• SHORT PROBLEM: Reproduce every one of the items below word for word, with all of their points, and leave the pictures out of your answer.

Coordinate annotation records:
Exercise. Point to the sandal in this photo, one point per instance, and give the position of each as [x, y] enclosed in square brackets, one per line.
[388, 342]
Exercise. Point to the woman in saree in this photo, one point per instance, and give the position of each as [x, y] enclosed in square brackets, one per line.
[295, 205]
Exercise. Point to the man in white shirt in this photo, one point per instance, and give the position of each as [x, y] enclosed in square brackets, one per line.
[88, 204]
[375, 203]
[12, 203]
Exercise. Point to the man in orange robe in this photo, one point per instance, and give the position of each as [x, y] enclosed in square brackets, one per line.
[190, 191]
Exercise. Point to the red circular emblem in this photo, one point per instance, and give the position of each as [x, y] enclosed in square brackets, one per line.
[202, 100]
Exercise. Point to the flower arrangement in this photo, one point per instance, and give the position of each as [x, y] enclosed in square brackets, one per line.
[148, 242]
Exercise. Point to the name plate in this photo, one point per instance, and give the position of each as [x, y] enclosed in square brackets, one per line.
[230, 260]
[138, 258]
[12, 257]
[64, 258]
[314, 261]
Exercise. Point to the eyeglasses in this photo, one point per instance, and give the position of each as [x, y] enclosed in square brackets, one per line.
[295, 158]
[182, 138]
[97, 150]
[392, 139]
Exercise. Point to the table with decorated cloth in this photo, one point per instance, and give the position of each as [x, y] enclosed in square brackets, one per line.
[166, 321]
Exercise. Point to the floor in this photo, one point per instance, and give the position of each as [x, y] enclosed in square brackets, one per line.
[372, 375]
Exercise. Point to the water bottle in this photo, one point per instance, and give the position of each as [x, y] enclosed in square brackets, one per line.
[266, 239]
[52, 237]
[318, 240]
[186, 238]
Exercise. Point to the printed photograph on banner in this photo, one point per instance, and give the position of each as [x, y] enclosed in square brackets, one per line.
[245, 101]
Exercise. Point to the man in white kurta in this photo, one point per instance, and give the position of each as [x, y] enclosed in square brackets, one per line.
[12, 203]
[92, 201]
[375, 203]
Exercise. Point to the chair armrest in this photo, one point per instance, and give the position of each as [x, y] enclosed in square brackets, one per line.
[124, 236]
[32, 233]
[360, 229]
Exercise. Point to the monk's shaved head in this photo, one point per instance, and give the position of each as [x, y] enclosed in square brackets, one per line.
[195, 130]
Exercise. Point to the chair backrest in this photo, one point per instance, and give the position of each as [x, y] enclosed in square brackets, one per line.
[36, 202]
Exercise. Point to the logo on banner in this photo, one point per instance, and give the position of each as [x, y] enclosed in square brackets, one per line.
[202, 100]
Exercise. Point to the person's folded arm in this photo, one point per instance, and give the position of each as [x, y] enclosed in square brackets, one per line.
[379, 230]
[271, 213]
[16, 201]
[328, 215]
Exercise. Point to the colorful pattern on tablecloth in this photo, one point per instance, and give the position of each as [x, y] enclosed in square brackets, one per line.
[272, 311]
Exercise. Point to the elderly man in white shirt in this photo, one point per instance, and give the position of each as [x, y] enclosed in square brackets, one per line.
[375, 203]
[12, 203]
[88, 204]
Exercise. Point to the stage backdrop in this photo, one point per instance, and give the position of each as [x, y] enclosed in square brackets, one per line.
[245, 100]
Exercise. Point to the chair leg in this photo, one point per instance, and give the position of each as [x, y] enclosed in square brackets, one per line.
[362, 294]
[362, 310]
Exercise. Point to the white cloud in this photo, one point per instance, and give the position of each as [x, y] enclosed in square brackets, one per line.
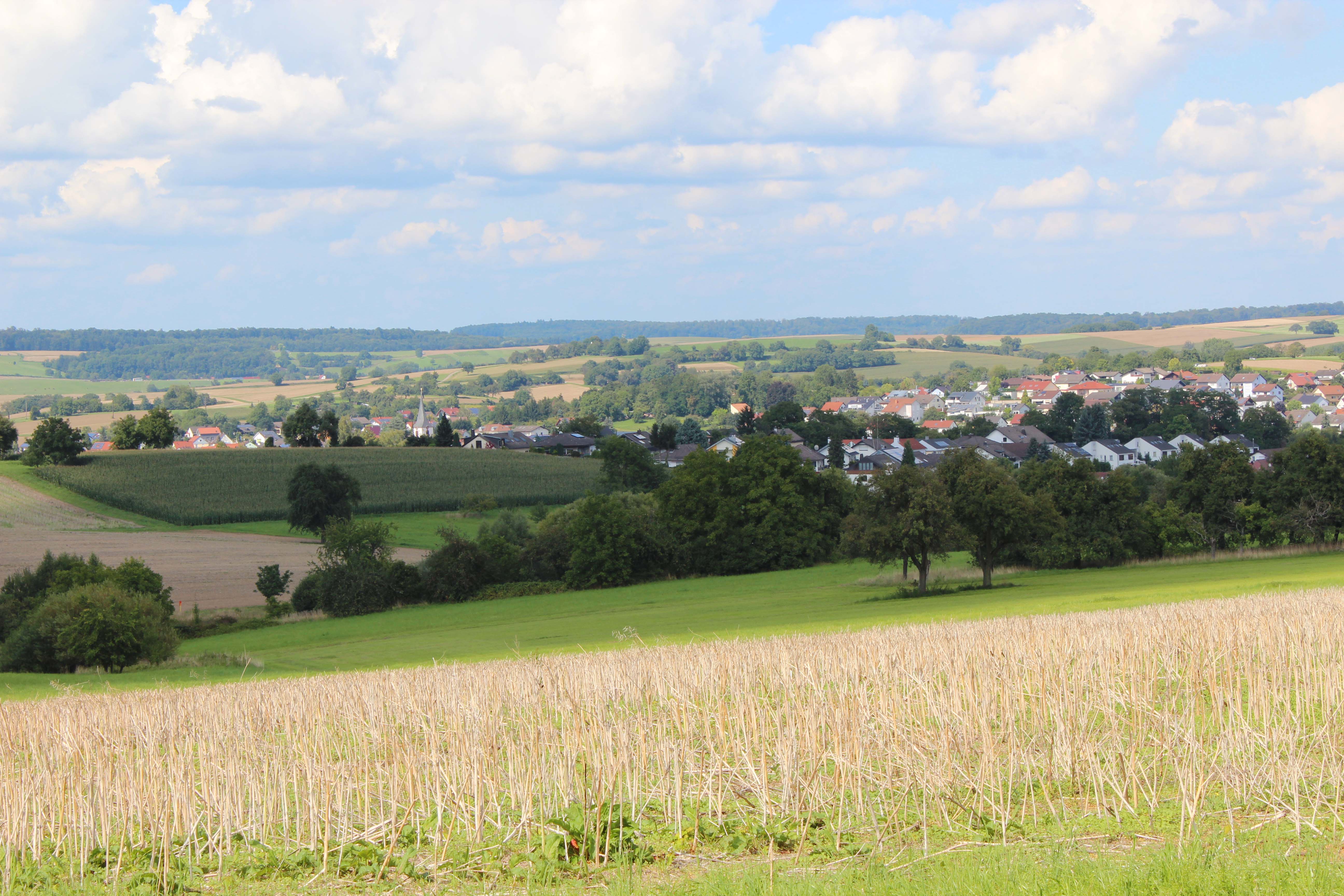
[1115, 223]
[339, 201]
[1331, 228]
[941, 218]
[1218, 134]
[888, 183]
[1060, 225]
[410, 237]
[533, 242]
[1052, 193]
[820, 217]
[152, 276]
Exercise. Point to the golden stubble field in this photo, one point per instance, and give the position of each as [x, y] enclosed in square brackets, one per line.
[974, 729]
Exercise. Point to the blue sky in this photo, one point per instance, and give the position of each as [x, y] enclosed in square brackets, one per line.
[413, 163]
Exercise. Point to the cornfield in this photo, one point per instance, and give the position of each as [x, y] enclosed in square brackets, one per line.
[207, 488]
[963, 727]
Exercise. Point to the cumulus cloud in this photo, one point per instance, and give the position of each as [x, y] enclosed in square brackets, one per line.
[152, 276]
[941, 218]
[1052, 193]
[412, 237]
[1218, 134]
[533, 242]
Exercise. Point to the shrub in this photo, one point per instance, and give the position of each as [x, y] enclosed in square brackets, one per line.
[93, 625]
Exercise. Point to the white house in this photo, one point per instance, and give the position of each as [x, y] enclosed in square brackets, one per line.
[1112, 452]
[1151, 448]
[1247, 382]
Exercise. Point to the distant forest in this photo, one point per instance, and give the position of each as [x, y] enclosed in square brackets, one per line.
[566, 331]
[257, 351]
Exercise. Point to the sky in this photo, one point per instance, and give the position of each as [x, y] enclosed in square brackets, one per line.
[439, 163]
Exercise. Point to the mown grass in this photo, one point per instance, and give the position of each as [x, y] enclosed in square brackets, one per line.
[201, 488]
[413, 530]
[823, 598]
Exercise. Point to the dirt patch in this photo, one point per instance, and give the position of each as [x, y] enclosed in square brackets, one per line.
[216, 570]
[25, 508]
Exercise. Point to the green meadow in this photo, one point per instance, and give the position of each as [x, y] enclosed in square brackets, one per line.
[826, 598]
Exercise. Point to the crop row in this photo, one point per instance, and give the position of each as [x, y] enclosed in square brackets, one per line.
[209, 488]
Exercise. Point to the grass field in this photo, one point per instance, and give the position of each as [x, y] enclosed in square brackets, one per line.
[199, 488]
[1182, 749]
[413, 530]
[819, 600]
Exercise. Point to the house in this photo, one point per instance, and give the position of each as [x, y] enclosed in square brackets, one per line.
[866, 468]
[729, 445]
[908, 408]
[1187, 438]
[1332, 393]
[1301, 381]
[424, 426]
[1236, 438]
[1268, 394]
[568, 444]
[1245, 382]
[1019, 436]
[1112, 452]
[810, 456]
[678, 456]
[1151, 448]
[484, 443]
[1070, 452]
[1304, 417]
[1217, 382]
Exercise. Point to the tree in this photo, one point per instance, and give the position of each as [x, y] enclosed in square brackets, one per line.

• EXERCISE SOLUTION:
Exercise. Point to the sandal in this photo, one point per instance, and give the position of each as [x, y] enclosed in square brackets, one per line.
[388, 342]
Exercise. Point to the woman in saree in this photo, one point per instance, and give the position of each as [x, y] enclosed in square brackets, one per line.
[295, 205]
Exercise. Point to the man in white shirt in this photo, one point per instance, and give the position of each as [x, y] enclosed in square brackets, one per line.
[88, 204]
[375, 203]
[12, 203]
Exercise. Point to the man in orange robe in this photo, one point per instance, and give the position of each as [x, y] enclosed in square brackets, one per line.
[190, 191]
Exercise. Point to the red circular emblem in this photo, one point per instance, and give the position of each as [x, y] enclosed in square brackets, one per line.
[202, 100]
Exercise. Point to the flower arrangement in this photo, one point per instance, and give the position of each as [x, y] enclosed in square brackets, one per line.
[148, 242]
Exercise. Point to the name plate in this photo, one point per instance, and give the position of each as [x, y] enclosed in square brackets, one per line.
[230, 260]
[138, 258]
[12, 257]
[64, 258]
[314, 261]
Exercise. Point to the eyeglasses in this photo, one point per instance, and give the position of each as [x, y] enclosed in square brackets, one per line.
[295, 158]
[182, 138]
[97, 150]
[392, 139]
Exercise. Point to the table with decorated cloth in this photo, one point per instance, and give the position of each as [x, y] enclosed in square brackets, one per line.
[166, 321]
Exercise. Point to the floor in this photo, one point per instance, and give the position of each as [x, y] enclosed in square brackets, one per line.
[372, 375]
Exercise. Point to the water bottle in this photo, one point per instance, and give the position of each as [x, y] enclosed in square brackets, one per line.
[266, 239]
[52, 237]
[318, 240]
[186, 238]
Exercise. Point to the printed photograph on banner in this photo, one point per instance, and give the position of each as [x, y] enclosed in square brackets, one per line.
[245, 101]
Exercise. Point to the man in white kurta in this photo, one point per instance, and give the position of each as [x, y] enclosed in square brackets, one per line.
[12, 203]
[92, 201]
[375, 203]
Exercise. Point to the chair armrest in this photo, one point per instance, and give the position of each as [x, y] enclosed in square brackets, one per line.
[124, 236]
[32, 233]
[360, 229]
Exercise. Point to the monk's shaved head in this photo, one point per instance, and give the position of each as [x, y] enclosed in square brackets, one per line.
[195, 130]
Exercise. Point to the chair backrest in this photo, one point per instance, and give the position of each as [x, y] enclosed in square brackets, one per line.
[36, 202]
Exercise. Point to the logo on banner in this photo, one point per instance, and give the position of each as [x, y] enclosed in square brackets, one per line.
[202, 100]
Exercise. Point to the person's folded arm in this photo, one point per instance, and give the position of each as [x, y] enclosed in square brackets, one per line.
[379, 230]
[271, 213]
[16, 201]
[328, 215]
Exercise. Point to the colorful pattern on tablecloth in this photo, one point per instance, and give the position of each as [x, y] enclosed in square brackets, one per line.
[272, 311]
Exercise. Point to the elderly man in white shirt in this photo, one point per instance, and give the position of each as [x, y] enclosed in square brackets, one per line.
[375, 203]
[12, 203]
[88, 204]
Exercise. Point to the stage backdrop in this photo, one point per instance, and give the position of each as [x, y] enclosed in square brackets, one per line.
[245, 100]
Exercise. Point to the chair leg in this photo, one point per instance, and give the position of each as [x, y] enclosed in square brackets, one per line.
[362, 294]
[362, 310]
Exercise. Point to the white cloud in this photo, one point per instance, and give the position of each as [x, y] enclosed in square brackets, one per line.
[1115, 223]
[339, 201]
[1331, 228]
[941, 218]
[1218, 134]
[888, 183]
[1060, 225]
[410, 237]
[533, 242]
[1052, 193]
[820, 217]
[152, 276]
Exercise. Point to the golden stubble field in this photo, one point per instance, and give the position of each as [x, y] enclosed in square brackets, one per line.
[974, 729]
Exercise. Point to the blue sky in this photo, one point per instance, and give the position of each as [x, y] enclosed in square brackets, one per line.
[413, 163]
Exercise. Point to the cornfield in this photo, one point per instance, and give the position of each as [x, y] enclosed in square brackets, one per line.
[207, 488]
[963, 727]
Exercise. Point to the cumulus cloud in this photo, one point per instance, and give the position of each as [x, y] enclosed in square brackets, one per line.
[152, 276]
[941, 218]
[1052, 193]
[412, 237]
[1218, 134]
[533, 242]
Exercise. Point to the shrub in this photo, one point per instance, and give the position of each as [x, y] enclosed in square brackets, one per line.
[93, 625]
Exercise. Point to the white house in this photo, one point per instance, and give the position of each as [x, y] enclosed in square brackets, one per line.
[1112, 452]
[1151, 448]
[1247, 382]
Exercise. Point to the distant forest in this photo, one point per instance, and give the position of each as [x, y] enclosed in square brackets, one per line.
[566, 331]
[257, 351]
Exercise. Point to the sky in this photo, one point per instance, and give the position of each as [x, y] enclosed in square brackets, one per line.
[439, 163]
Exercise. Point to the mown grass in this photo, one point per instance, and give the position of each as [x, y] enclosed in square brackets, one per line.
[201, 488]
[413, 530]
[823, 598]
Exercise. Point to the dirt patch in this photo, one point per instance, and give the position of each as [x, y] enclosed in square brackets, one per line.
[216, 570]
[25, 508]
Exercise. Point to the green meadow in this photo, one point per instance, and give the position of each as [x, y] enclosed in square brackets, one per line.
[826, 598]
Exercise. Point to the crop row in this photo, one point per instance, and give the position of each as [x, y] enclosed in square brackets, one per line.
[209, 488]
Exercise. Point to the grass field in this photo, one point per instance, and give the position of each as [x, y] enclosed in square brackets, one per line.
[199, 488]
[1182, 749]
[413, 530]
[819, 600]
Exercise. Point to the house in this photo, one point per instance, and give the position of each as [x, y] enclosed in square brackets, one per line.
[866, 468]
[729, 445]
[908, 408]
[1187, 438]
[1332, 393]
[1301, 381]
[424, 426]
[1236, 438]
[1268, 394]
[568, 444]
[1245, 382]
[1019, 436]
[1112, 452]
[810, 456]
[678, 456]
[1151, 448]
[484, 443]
[1070, 452]
[1304, 417]
[1217, 382]
Exercise. Point to the tree in this photo, one point per instance, and give the position of each as [x, y] enclosed in square brackets, one per line.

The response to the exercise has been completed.